Task prompt
Copy out, word for word, the lines of the records from the line containing "the front grille" through the line containing "[476,102,640,129]", including both of those lines and nothing else.

Dataset items
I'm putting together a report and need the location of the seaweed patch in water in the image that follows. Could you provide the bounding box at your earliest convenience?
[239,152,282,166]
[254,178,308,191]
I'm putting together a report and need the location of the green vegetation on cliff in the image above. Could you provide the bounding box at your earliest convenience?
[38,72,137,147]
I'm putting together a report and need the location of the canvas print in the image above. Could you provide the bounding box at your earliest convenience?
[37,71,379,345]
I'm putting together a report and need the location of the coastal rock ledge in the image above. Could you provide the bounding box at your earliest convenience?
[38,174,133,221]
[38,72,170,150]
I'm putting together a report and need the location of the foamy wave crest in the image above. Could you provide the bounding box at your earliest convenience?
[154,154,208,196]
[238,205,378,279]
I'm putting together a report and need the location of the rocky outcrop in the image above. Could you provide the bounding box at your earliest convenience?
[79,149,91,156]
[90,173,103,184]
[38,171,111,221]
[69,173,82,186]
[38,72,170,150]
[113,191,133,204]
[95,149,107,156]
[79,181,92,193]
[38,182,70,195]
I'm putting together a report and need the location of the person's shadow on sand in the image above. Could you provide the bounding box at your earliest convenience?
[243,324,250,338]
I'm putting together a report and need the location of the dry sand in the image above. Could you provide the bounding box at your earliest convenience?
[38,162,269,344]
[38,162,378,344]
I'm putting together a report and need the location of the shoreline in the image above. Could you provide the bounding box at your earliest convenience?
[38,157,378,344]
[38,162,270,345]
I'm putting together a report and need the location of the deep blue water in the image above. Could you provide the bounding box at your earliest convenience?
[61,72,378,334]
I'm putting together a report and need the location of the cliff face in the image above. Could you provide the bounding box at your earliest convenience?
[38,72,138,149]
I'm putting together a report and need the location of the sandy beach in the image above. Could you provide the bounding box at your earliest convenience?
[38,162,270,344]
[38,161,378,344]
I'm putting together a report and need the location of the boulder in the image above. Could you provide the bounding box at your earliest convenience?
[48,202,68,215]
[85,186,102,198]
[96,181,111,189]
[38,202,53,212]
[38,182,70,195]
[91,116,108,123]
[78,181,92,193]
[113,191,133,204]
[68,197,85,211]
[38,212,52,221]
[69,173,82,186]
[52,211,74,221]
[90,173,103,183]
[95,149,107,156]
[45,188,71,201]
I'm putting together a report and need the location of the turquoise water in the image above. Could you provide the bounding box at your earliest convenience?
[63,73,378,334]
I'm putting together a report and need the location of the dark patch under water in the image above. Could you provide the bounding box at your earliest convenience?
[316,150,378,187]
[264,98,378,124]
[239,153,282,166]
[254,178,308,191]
...
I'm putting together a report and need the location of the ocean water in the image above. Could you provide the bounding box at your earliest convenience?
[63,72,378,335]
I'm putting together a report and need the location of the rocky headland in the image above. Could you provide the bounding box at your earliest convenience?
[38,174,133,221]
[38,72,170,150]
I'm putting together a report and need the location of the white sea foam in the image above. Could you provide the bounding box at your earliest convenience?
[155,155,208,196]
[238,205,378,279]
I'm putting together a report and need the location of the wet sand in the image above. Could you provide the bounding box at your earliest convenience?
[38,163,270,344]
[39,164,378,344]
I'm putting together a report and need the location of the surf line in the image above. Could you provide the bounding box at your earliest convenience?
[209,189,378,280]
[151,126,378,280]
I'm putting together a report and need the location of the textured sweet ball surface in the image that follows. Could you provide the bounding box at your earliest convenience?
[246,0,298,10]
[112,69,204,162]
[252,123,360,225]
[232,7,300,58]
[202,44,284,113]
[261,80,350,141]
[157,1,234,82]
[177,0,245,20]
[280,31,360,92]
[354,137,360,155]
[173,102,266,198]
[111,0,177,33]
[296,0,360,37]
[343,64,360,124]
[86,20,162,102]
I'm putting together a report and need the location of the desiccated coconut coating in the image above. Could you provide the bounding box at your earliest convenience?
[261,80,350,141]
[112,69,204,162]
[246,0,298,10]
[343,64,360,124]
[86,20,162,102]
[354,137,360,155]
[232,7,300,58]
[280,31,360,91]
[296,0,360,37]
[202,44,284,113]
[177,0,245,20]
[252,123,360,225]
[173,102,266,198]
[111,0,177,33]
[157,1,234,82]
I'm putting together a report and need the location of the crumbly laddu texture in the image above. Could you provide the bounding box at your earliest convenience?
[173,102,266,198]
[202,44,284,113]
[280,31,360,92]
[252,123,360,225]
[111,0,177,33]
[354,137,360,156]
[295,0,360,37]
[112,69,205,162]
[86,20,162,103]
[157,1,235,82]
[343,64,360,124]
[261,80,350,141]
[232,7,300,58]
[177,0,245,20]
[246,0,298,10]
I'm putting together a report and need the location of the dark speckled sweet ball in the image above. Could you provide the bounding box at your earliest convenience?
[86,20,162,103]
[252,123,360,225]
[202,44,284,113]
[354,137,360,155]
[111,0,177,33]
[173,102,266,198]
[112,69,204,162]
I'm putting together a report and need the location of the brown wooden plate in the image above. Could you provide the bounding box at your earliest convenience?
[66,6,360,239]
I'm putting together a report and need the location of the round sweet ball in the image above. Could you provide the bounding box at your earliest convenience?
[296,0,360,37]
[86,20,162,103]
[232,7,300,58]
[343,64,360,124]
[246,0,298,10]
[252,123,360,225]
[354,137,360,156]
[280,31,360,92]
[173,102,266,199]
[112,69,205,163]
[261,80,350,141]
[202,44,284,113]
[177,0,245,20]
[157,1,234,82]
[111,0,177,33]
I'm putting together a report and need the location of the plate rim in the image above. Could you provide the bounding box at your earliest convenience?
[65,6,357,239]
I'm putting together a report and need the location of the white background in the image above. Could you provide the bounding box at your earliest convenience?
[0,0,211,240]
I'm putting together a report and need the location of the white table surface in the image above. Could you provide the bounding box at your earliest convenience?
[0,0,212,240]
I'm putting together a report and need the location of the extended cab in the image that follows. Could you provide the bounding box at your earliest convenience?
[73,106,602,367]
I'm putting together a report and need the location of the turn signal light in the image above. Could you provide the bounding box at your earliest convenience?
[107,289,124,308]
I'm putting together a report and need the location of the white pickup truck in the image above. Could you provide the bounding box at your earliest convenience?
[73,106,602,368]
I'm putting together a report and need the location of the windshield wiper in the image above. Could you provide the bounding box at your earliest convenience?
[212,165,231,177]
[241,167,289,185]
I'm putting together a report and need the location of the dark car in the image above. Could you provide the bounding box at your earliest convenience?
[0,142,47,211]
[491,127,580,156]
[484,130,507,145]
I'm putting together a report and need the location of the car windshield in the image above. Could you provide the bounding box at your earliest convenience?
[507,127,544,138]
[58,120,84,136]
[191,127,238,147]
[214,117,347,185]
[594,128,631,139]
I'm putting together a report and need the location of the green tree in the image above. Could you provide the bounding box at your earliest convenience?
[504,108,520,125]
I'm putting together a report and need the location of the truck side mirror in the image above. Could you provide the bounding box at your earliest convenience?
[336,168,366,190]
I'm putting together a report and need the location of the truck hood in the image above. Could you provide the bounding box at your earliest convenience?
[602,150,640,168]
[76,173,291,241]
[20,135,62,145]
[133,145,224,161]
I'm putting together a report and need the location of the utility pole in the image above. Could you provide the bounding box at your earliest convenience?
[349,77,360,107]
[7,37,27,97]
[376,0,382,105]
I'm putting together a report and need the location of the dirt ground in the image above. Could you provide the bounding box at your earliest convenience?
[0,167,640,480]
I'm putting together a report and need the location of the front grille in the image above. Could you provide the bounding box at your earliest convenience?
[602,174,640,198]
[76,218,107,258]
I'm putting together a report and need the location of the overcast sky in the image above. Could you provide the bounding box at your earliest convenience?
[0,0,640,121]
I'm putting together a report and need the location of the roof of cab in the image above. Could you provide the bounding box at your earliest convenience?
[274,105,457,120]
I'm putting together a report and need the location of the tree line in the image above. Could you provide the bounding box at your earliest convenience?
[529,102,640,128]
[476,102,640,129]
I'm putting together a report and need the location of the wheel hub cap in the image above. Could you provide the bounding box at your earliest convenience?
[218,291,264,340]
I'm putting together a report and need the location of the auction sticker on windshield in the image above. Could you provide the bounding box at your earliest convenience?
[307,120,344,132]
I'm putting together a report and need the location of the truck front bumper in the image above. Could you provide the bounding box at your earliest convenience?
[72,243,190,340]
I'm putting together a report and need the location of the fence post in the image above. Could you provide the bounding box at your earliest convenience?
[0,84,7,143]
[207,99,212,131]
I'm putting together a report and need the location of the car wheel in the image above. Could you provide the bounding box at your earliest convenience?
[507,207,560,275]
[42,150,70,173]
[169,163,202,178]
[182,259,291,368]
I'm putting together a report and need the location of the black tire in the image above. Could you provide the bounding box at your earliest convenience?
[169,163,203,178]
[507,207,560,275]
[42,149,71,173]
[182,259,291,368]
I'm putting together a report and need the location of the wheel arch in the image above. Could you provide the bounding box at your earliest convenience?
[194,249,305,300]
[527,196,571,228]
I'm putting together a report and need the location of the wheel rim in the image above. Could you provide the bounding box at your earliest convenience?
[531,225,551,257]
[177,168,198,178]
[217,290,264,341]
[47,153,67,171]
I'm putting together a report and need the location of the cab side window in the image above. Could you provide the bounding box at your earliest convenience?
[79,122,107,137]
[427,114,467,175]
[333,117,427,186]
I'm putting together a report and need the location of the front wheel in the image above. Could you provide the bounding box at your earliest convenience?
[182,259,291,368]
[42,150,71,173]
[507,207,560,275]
* * *
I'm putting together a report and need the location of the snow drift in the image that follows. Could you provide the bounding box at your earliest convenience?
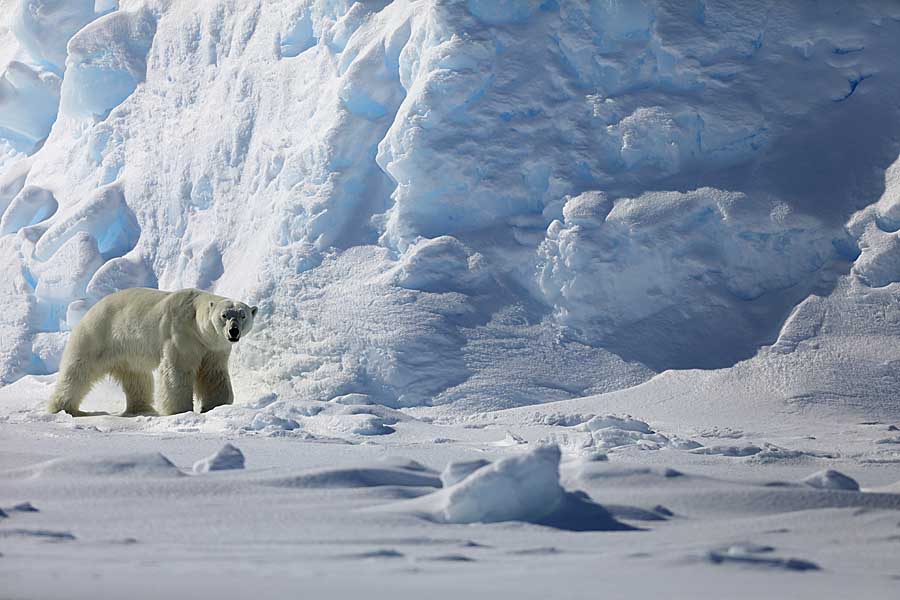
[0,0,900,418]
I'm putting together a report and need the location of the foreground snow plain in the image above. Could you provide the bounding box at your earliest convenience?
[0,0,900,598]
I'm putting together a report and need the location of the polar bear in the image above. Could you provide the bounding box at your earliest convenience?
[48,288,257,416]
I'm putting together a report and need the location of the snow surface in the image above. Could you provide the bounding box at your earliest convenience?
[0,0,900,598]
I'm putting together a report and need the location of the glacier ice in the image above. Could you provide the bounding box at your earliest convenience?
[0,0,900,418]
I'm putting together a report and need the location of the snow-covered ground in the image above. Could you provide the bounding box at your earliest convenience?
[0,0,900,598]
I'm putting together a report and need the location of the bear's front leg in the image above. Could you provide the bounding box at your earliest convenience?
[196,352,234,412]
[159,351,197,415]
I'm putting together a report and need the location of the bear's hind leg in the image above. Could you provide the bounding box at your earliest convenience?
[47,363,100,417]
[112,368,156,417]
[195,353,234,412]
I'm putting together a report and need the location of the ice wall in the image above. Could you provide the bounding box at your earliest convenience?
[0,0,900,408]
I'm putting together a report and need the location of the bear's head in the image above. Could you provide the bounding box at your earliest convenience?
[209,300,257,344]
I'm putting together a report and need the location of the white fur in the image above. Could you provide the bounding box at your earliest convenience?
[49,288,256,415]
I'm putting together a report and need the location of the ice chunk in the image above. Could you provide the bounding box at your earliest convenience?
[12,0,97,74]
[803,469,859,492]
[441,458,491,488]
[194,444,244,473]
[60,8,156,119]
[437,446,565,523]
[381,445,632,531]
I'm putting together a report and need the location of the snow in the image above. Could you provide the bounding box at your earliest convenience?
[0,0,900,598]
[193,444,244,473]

Solution to this problem
I'm putting together a report and need the location of the front grille in the image above. Could you provide the bounding box at your earliest convenience?
[602,174,640,198]
[76,218,107,258]
I'm putting together a report and need the location of the overcast sky in the image above. Could you provide the bounding box at your earliest convenience?
[0,0,640,121]
I'm putting together a report and need the location of the roof of cab in the image above. Could you provide the bounding box at your earliest convenience?
[274,105,457,120]
I'm putting together a report and need the location of the tree line in the image above. Could you provide the bounding box at your earliest convenience?
[529,102,640,128]
[476,102,640,129]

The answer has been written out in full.